(Position identification records)
++++++++++

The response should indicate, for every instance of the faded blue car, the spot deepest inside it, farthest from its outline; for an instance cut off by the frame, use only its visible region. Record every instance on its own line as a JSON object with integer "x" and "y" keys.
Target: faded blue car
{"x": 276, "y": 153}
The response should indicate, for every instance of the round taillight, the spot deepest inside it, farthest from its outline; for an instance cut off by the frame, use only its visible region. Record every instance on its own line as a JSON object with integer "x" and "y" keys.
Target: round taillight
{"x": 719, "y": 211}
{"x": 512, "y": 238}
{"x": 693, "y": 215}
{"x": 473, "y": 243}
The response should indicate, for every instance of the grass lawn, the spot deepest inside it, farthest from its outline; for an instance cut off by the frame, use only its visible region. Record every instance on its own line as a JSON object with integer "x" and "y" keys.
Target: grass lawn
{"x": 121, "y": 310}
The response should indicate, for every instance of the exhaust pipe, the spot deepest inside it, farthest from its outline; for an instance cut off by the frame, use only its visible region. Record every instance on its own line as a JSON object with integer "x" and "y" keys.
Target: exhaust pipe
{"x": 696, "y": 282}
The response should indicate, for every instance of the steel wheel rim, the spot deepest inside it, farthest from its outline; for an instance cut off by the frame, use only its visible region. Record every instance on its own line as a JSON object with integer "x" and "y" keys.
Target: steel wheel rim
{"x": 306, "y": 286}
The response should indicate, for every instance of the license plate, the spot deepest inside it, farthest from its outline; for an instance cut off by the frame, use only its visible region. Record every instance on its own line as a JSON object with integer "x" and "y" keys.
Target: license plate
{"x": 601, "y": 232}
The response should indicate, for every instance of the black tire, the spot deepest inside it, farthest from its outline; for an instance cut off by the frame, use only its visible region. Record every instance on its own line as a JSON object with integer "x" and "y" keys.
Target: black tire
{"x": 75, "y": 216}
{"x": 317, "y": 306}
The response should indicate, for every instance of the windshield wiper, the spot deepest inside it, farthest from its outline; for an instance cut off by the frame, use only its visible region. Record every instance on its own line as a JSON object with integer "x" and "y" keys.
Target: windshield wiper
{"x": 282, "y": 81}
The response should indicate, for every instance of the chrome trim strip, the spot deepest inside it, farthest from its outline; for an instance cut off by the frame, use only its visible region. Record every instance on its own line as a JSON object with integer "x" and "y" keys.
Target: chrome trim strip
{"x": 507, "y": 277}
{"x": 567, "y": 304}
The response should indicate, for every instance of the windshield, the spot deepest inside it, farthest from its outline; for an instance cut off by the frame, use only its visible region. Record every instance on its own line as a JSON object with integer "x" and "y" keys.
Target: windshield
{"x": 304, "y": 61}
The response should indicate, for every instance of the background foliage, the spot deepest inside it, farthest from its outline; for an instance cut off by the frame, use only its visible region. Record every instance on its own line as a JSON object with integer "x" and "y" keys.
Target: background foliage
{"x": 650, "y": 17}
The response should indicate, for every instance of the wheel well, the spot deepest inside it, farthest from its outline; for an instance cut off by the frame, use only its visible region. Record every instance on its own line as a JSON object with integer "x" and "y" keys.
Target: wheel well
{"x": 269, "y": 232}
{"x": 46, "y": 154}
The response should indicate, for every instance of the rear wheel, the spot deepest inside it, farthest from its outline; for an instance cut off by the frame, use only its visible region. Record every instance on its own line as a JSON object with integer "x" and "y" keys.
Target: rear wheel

++++++++++

- **SET PROBLEM**
Locate the line that contains "The response should indicate, for every instance of the rear", then please quote it and every line after it to the end of the entries above, exactly and with nothing else.

- **SOLUTION TO THIS PROBLEM**
The response should indicate, for every instance of the rear wheel, the spot deepest inside it, farthest from its outline; for an instance cut off by the frame, use only its visible region. Record every instance on its own line as a JSON object with integer "x" and "y" keys.
Target: rear wheel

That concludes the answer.